─── Recorded information ───
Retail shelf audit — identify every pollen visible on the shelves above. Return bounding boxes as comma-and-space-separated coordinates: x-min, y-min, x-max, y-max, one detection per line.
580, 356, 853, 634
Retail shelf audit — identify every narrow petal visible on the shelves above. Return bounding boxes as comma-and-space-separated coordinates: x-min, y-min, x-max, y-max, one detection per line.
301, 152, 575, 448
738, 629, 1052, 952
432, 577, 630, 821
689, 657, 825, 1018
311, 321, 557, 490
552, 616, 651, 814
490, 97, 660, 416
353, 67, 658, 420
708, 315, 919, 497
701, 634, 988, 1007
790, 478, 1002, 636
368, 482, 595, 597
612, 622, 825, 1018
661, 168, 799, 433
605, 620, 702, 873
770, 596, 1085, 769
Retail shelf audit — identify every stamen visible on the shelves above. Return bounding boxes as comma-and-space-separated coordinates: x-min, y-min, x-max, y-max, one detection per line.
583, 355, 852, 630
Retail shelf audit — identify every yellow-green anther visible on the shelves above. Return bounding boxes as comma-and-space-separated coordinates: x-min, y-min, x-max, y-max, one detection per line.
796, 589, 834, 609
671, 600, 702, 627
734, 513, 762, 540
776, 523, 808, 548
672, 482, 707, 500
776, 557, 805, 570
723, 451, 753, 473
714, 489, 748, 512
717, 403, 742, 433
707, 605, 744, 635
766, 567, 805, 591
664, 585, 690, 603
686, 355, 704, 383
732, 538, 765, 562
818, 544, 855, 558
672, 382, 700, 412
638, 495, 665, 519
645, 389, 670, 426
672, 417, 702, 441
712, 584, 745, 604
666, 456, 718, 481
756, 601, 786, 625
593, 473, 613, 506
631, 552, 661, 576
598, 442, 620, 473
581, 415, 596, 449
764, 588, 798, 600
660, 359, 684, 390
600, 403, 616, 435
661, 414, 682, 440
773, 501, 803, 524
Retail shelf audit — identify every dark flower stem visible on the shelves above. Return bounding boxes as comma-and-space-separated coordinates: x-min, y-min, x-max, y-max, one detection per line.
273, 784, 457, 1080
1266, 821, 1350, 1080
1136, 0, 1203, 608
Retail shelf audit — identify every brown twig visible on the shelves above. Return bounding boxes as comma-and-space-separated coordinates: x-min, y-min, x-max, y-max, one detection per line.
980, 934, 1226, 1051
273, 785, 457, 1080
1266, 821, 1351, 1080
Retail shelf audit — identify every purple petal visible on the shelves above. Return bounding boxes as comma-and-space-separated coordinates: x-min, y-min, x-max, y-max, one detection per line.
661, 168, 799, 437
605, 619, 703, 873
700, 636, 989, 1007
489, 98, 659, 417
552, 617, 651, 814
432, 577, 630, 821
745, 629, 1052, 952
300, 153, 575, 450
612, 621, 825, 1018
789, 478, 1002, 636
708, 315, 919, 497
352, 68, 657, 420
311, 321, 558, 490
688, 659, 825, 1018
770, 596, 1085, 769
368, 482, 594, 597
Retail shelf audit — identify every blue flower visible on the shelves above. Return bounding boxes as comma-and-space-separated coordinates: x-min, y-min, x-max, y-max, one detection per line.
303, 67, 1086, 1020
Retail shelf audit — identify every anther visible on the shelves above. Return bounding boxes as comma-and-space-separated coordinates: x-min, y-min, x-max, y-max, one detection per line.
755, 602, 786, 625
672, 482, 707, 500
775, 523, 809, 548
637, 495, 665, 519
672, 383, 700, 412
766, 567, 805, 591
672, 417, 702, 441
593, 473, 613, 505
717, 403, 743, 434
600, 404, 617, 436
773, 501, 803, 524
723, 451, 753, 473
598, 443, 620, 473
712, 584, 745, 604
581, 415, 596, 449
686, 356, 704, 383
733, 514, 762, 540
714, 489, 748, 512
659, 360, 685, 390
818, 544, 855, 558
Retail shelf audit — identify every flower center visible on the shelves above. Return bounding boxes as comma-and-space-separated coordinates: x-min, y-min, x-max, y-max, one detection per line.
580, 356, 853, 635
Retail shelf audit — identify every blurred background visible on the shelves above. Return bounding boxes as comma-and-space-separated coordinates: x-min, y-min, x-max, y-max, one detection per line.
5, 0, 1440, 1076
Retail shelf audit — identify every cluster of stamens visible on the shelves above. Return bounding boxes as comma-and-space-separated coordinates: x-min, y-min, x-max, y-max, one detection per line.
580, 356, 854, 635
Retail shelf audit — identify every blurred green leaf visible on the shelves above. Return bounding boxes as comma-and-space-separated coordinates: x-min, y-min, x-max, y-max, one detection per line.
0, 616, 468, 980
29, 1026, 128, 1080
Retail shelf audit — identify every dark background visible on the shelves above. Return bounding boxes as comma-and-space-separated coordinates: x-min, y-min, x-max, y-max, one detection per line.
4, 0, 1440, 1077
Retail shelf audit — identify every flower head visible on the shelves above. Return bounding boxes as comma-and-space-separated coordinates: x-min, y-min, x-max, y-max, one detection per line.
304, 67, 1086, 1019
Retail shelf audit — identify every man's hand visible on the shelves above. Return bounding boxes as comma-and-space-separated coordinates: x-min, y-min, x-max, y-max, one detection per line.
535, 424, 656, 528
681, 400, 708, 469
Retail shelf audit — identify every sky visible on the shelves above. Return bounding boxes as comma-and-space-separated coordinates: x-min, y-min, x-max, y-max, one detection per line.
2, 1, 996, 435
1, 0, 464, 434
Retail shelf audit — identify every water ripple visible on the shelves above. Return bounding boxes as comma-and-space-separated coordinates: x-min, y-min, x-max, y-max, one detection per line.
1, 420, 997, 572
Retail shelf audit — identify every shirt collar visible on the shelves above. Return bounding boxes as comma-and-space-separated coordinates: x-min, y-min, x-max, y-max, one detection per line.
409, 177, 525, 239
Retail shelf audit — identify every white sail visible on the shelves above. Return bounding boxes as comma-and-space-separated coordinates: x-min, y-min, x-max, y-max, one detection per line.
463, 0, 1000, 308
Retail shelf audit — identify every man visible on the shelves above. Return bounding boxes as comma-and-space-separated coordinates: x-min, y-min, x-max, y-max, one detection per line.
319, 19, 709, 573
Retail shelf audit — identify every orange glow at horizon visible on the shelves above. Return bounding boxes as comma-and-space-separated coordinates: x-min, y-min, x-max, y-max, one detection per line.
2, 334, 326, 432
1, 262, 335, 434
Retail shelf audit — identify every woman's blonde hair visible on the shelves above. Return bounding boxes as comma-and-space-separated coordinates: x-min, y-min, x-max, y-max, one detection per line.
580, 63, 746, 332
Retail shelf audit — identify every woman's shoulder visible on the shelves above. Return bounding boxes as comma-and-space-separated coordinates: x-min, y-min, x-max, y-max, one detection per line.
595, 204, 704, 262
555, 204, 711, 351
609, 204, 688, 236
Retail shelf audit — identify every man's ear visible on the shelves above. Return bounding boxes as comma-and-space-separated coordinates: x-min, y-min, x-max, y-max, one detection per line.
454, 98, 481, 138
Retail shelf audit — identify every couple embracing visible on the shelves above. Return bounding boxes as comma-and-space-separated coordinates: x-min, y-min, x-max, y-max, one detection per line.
───
[Task goal]:
Each entry above is to be repeated exactly as it appears.

[Exercise solution]:
Retail shelf audit — identify every pollen visible on the shelves above. Return bounding boxes as comma-and-space-separated coordinates: x-min, y-min, x-max, y-max, one detection per line.
580, 356, 853, 634
Retail shelf audit — identify every narrow petal visible on the shelves above. Return bounding boxes as comma-and-space-separated coordinates: x-min, y-min, x-max, y-max, one detection per line.
301, 152, 575, 448
738, 629, 1052, 952
432, 577, 630, 821
689, 657, 825, 1018
311, 321, 557, 490
552, 616, 651, 814
490, 97, 660, 416
353, 67, 658, 420
708, 315, 919, 497
701, 634, 988, 1007
790, 478, 1002, 636
368, 482, 595, 597
612, 622, 825, 1018
661, 168, 799, 433
605, 620, 702, 873
770, 596, 1085, 769
Retail shelf audit — identify every stamen visible on the shelves above. Return bounding boxes as comma-and-space-separated coordinates: x-min, y-min, x-max, y-max, one detection per line.
583, 355, 852, 630
Retail shelf audit — identify every yellow-green anther visible on the shelves above. Return bounding boxes as comma-and-space-separated coordinates: x-min, y-min, x-max, y-max, one detection per line.
796, 589, 834, 609
671, 600, 702, 627
734, 513, 762, 540
776, 523, 808, 548
672, 482, 707, 500
776, 557, 805, 570
723, 451, 753, 473
714, 489, 748, 512
717, 403, 742, 433
707, 605, 744, 635
766, 567, 805, 591
664, 585, 690, 603
686, 355, 704, 383
732, 538, 765, 562
818, 544, 855, 558
672, 382, 700, 412
638, 495, 665, 519
645, 389, 670, 426
672, 417, 702, 441
712, 584, 745, 604
666, 456, 718, 481
756, 601, 786, 625
593, 473, 613, 506
631, 552, 661, 576
598, 442, 620, 473
581, 415, 596, 449
764, 588, 798, 600
660, 359, 684, 390
600, 403, 616, 435
661, 414, 682, 440
773, 501, 803, 524
Retail shelf audit — identify every dark flower stem visible on the shelves above. Return bounding boxes as comma-and-space-separated coordinates: x-min, y-min, x-max, y-max, one detection per line.
273, 784, 457, 1080
1266, 821, 1350, 1080
1136, 0, 1203, 608
Retail shelf audit — identify every brown twig visible on the shelves above. Return bounding boxes as comma-and-space-separated coordinates: x-min, y-min, x-max, y-max, one detection per line.
980, 934, 1226, 1051
273, 785, 457, 1080
1266, 821, 1351, 1080
Retail shelf audit — identify every purple petal visible on the shelves above. Return bounding boxes as comma-and-space-separated coordinates: x-min, y-min, x-max, y-max, one detection per line.
661, 168, 799, 437
605, 619, 703, 873
700, 636, 989, 1007
489, 98, 659, 417
552, 617, 651, 814
432, 577, 630, 821
745, 629, 1052, 952
300, 153, 575, 450
612, 621, 825, 1018
789, 478, 1002, 636
708, 315, 919, 497
352, 68, 657, 420
311, 321, 558, 490
688, 659, 825, 1018
770, 596, 1085, 769
368, 482, 594, 597
Retail shelf audit — identify every blue flower visible on the shelves above. Return bounding boxes as comma-and-space-separated coordinates: x-min, y-min, x-max, y-max, one detection per line.
303, 67, 1086, 1020
Retail shelf audit — identify every anther visible on the shelves above. Return bounding boxes as comma-and-space-separated coordinates: x-min, y-min, x-max, y-max, one detection per line.
755, 602, 786, 625
672, 482, 707, 500
775, 523, 809, 548
637, 495, 665, 519
672, 383, 700, 412
766, 567, 805, 591
672, 417, 702, 441
593, 473, 613, 505
717, 403, 743, 434
600, 404, 617, 436
773, 501, 803, 524
723, 451, 753, 473
598, 443, 620, 473
712, 584, 745, 604
581, 415, 596, 449
686, 356, 704, 383
733, 514, 762, 540
714, 489, 748, 512
659, 360, 685, 390
818, 544, 855, 558
Retail shelf audit — identify every flower center visible on the shelves above. Return bounding boxes as comma-and-space-separated coordinates: x-min, y-min, x-max, y-max, one detection per line.
580, 356, 853, 635
Retail shelf audit — identify every blurred background visible on the shelves above. Return bounding boxes as comma-and-space-separated coordinates: x-min, y-min, x-max, y-max, one detection per line.
5, 0, 1440, 1076
Retail shelf audit — identify every cluster of stamens visible on the shelves above. Return bounding boxes as comma-and-space-separated coordinates: x-min, y-min, x-max, y-max, one detection per line.
580, 356, 854, 635
Retail shelf audit — identify every blurred green leaf visible on the shelves above. Return bounding boxes as comma-and-space-separated coordinates: x-min, y-min, x-max, y-max, one detection per line.
0, 616, 468, 980
29, 1026, 128, 1080
Retail shelf audit — identify every dark background visible on the shelves above. Return bounding boxes as comma-and-space-separated coordinates: x-min, y-min, x-max, y-max, one detection per line.
4, 0, 1440, 1077
Retail shelf audit — identify every flower head visible on the shelves above. Return bounding boxes as comma-and-space-separated coordinates: x-min, y-min, x-max, y-max, one detection per line.
304, 67, 1086, 1019
Retail shelf audit — identify every man's hand visible on the shelves above. Return bounding boxes as comma-and-space-separated coordinates: x-min, y-min, x-max, y-max, one detection per line.
535, 424, 656, 528
681, 400, 708, 469
Retail shelf audit — identify every sky visible on the shelves above. Return bounding boxes as comma-and-space-separated coordinates: x-min, y-min, x-max, y-max, one detection per line.
2, 1, 996, 435
1, 0, 464, 434
Retail shelf audit — identify every water ripple visible on the shelves above. Return bounding boxes as comma-and-space-separated coordinates: x-min, y-min, x-max, y-max, one detection per line.
1, 420, 997, 572
Retail shelf audit — identify every shirt collar visible on the shelves above. Return bounding boxes as comma-and-space-separated coordinates: x-min, y-min, x-max, y-max, one detection per line.
409, 177, 525, 239
Retail shelf audit — identify every white sail visible on the shelves above. Return bounding boxes as comma-and-space-separated coordinates: x-min, y-min, x-max, y-max, one detection per line.
463, 0, 1000, 308
Retail shelf audit — identify every man visible on the shelves above. Return bounding boxes as comma-and-space-separated coordinates: x-min, y-min, x-max, y-max, one detection per line.
319, 19, 709, 573
Retail shelf audit — identify every orange glow at horizon visible on the shelves above. Return bounding boxes as comma-and-space-separated coordinates: x-min, y-min, x-max, y-max, one detection per line.
2, 334, 326, 432
1, 262, 335, 434
Retail shelf audit — identify every woman's blonde hair visible on the shelves above. Return bounding boxes as comma-and-space-separated coordinates: x-min, y-min, x-max, y-max, one detection per line.
580, 63, 746, 332
Retail shelf audit — identify every woman's shoulder visible on the shelves above. Return bounding boxes as comma-and-space-separated coordinates: x-min, y-min, x-max, y-max, one detection per line.
595, 204, 704, 262
555, 204, 711, 351
609, 204, 688, 236
Retail shelf audit — identify every man's ear visible on the shelves above. Return bounding boxes as comma-and-space-separated coordinates: x-min, y-min, x-max, y-max, one detection per line.
454, 98, 481, 138
Retail shelf audit — identify every couple embracing visible on the shelves above. Return bounding boxes as comma-and-space-separated coordinates: x-min, y-min, x-max, y-max, one detection per line.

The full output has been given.